GIVEN TASK -
Please repeat the entries starting at the line containing "Target = front door" and ending at the final entry, substituting "main entrance" for "front door" and leaving everything else unchanged.

INPUT RECORDS -
+ + +
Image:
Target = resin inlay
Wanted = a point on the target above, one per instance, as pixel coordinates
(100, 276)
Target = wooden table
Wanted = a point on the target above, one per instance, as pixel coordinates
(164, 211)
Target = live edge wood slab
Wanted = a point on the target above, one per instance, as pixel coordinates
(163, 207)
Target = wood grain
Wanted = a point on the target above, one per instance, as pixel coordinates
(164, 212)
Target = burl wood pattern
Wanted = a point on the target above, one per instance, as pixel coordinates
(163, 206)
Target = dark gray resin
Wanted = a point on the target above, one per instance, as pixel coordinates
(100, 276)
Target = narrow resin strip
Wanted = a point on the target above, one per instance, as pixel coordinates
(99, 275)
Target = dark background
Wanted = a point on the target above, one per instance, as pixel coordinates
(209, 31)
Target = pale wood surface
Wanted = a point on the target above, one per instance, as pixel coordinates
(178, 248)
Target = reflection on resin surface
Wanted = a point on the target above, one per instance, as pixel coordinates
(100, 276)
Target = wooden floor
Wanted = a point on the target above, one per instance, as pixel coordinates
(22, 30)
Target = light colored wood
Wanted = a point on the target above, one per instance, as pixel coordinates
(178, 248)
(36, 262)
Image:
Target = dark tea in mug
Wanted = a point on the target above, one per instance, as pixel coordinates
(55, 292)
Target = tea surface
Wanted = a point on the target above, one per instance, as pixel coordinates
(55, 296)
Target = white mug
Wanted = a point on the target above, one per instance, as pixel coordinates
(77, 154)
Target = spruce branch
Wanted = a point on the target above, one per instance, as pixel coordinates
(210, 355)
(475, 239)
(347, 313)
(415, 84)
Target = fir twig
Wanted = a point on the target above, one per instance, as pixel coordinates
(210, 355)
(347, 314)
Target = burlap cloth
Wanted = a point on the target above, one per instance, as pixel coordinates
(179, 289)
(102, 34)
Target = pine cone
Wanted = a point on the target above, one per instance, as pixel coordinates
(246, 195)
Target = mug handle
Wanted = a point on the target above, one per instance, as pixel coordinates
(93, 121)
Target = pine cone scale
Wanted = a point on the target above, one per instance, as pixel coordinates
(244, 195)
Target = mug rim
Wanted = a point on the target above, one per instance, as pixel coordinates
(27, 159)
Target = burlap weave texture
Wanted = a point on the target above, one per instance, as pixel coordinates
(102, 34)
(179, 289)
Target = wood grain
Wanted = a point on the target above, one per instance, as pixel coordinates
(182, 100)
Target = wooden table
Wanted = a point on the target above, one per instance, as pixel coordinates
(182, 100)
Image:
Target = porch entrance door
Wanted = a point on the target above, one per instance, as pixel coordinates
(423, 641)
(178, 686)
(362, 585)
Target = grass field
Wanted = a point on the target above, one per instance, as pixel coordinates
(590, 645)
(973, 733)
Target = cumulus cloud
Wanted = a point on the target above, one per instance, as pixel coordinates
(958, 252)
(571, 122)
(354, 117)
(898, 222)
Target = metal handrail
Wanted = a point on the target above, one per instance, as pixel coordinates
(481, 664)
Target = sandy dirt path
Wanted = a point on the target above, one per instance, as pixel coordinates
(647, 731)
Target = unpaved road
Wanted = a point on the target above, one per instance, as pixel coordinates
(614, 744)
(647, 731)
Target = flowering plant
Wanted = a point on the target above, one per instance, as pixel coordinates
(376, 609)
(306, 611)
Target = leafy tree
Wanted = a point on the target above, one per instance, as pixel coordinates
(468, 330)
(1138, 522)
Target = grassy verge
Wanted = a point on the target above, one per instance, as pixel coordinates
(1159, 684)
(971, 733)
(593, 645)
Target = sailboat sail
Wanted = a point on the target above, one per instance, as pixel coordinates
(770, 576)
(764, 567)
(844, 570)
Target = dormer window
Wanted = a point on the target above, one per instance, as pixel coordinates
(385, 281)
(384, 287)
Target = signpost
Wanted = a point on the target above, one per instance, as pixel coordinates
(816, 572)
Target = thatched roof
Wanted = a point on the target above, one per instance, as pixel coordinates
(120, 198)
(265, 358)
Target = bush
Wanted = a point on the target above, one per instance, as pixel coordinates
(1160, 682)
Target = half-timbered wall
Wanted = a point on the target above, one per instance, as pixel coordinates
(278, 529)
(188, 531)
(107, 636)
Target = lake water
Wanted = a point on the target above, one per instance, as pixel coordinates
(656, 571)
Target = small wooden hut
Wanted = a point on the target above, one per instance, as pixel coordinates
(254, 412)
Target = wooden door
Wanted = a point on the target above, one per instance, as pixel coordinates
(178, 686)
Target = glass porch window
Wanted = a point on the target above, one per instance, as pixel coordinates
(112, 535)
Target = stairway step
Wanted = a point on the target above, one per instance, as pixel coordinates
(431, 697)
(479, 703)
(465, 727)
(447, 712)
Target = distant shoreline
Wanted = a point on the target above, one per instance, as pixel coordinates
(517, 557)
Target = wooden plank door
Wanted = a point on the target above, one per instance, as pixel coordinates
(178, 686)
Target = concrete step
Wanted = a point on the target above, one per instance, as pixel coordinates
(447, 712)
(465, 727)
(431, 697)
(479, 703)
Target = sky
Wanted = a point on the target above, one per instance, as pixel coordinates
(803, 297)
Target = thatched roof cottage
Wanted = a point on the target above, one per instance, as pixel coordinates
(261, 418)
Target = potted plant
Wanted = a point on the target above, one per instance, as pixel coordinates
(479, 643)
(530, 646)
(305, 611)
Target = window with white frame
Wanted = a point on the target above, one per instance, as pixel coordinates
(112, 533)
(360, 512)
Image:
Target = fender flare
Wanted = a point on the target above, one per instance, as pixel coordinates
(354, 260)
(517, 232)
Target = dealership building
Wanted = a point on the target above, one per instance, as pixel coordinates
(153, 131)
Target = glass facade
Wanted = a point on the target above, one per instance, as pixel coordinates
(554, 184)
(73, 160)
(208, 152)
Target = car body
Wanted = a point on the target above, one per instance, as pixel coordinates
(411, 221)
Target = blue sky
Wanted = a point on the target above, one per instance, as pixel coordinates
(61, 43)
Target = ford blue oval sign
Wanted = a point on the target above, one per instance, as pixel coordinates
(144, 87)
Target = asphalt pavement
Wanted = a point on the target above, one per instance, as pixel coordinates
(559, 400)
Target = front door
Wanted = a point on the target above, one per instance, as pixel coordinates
+ + +
TASK OUTPUT -
Target = main entrance
Wanted = a point on the target above, one per instance, as pixel coordinates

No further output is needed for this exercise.